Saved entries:
/---

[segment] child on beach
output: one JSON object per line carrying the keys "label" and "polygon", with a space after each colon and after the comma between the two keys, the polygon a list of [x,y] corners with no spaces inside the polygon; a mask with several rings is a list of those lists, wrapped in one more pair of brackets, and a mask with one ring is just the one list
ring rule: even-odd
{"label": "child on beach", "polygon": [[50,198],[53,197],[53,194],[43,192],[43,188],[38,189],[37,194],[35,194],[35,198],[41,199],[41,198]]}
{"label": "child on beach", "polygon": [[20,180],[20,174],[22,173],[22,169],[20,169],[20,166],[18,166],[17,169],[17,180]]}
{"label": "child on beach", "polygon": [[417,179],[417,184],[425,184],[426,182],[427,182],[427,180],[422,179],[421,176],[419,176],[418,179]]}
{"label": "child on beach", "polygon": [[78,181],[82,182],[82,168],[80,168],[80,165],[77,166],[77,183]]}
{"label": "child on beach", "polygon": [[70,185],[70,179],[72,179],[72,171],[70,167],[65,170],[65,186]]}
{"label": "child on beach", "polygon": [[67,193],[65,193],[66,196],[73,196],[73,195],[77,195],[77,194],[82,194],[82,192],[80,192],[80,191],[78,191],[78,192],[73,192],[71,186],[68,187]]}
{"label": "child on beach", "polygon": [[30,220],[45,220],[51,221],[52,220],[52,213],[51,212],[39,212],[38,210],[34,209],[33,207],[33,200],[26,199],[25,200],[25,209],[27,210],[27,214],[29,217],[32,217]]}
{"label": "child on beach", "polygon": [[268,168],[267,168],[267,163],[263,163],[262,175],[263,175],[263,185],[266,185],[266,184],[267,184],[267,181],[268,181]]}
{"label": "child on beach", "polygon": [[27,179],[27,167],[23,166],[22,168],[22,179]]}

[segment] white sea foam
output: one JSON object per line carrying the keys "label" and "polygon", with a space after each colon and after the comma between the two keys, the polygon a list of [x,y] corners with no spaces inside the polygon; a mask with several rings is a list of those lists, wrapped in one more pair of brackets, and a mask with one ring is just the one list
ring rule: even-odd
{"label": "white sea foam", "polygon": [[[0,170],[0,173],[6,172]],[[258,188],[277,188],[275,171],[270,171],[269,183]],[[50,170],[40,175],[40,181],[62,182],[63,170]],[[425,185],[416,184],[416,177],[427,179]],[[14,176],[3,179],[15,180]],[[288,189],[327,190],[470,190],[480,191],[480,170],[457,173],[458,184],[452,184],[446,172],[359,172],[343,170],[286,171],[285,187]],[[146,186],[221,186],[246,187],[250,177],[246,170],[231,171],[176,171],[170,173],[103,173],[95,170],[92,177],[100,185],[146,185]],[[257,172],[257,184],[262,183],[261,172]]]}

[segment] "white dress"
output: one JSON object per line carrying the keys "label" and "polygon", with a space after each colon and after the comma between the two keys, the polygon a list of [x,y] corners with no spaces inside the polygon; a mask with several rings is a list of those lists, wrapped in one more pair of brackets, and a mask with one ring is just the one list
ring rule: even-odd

\---

What to produce: Word for word, give the records again.

Result below:
[segment] child on beach
output: one JSON object per line carrying the keys "label" and "polygon", with a space after each colon and after the comma between the two keys, the polygon a list of [x,y] corners with no spaces inside the polygon; a mask with several rings is a list of those lists, wrapped in one more pair of brackets, and a mask with one ring is just the one list
ring rule: even-odd
{"label": "child on beach", "polygon": [[50,198],[53,197],[53,194],[43,192],[43,188],[38,189],[37,194],[35,194],[35,198],[41,199],[41,198]]}
{"label": "child on beach", "polygon": [[20,180],[20,174],[22,173],[22,169],[20,169],[20,166],[18,166],[17,169],[17,180]]}
{"label": "child on beach", "polygon": [[417,179],[417,184],[425,184],[426,182],[427,182],[427,180],[422,179],[421,176],[419,176],[418,179]]}
{"label": "child on beach", "polygon": [[78,181],[82,182],[82,168],[80,168],[80,165],[77,166],[77,183]]}
{"label": "child on beach", "polygon": [[70,185],[70,179],[72,179],[72,171],[70,167],[65,170],[65,186]]}
{"label": "child on beach", "polygon": [[67,193],[65,193],[66,196],[73,196],[73,195],[77,195],[77,194],[82,194],[82,192],[80,192],[80,191],[78,191],[78,192],[73,192],[71,186],[68,187]]}
{"label": "child on beach", "polygon": [[30,220],[45,220],[51,221],[52,220],[52,213],[51,212],[39,212],[38,210],[34,209],[33,207],[33,200],[26,199],[25,200],[25,209],[27,210],[27,214],[29,217],[32,217]]}
{"label": "child on beach", "polygon": [[268,168],[267,168],[267,163],[263,163],[262,175],[263,175],[263,185],[266,185],[266,184],[267,184],[267,181],[268,181]]}
{"label": "child on beach", "polygon": [[27,179],[27,167],[23,166],[22,168],[22,179]]}

[segment] white sea foam
output: one JSON object per line carrying the keys "label" and "polygon", with a space after each colon and after the comma between the two keys, the polygon a list of [x,y] corners with no spaces inside the polygon; a mask with several rings is a list of those lists, wrapped in one more pair of brackets, and a mask with one ring is just the one list
ring rule: even-odd
{"label": "white sea foam", "polygon": [[[0,170],[0,173],[6,172]],[[258,188],[277,188],[275,171],[270,171],[269,183]],[[50,170],[40,175],[40,181],[62,182],[63,170]],[[425,185],[416,184],[416,177],[427,179]],[[14,176],[3,179],[15,180]],[[288,189],[327,190],[470,190],[480,191],[480,170],[457,173],[458,184],[452,184],[446,172],[359,172],[343,170],[286,171],[285,187]],[[146,186],[221,186],[246,187],[250,177],[246,170],[231,171],[176,171],[170,173],[103,173],[95,170],[92,177],[100,185],[146,185]],[[257,172],[257,184],[262,183],[261,172]]]}

[segment] "white dress"
output: one JSON object per line carrying the keys "label" and "polygon", with a space after each colon and after the comma between the two keys, the polygon a list of [x,y] corners with no spaces inside the polygon; a mask with several rings is a list of those lists, wrapped in one more pair of brackets, and a mask with one ring is just the one list
ring rule: even-odd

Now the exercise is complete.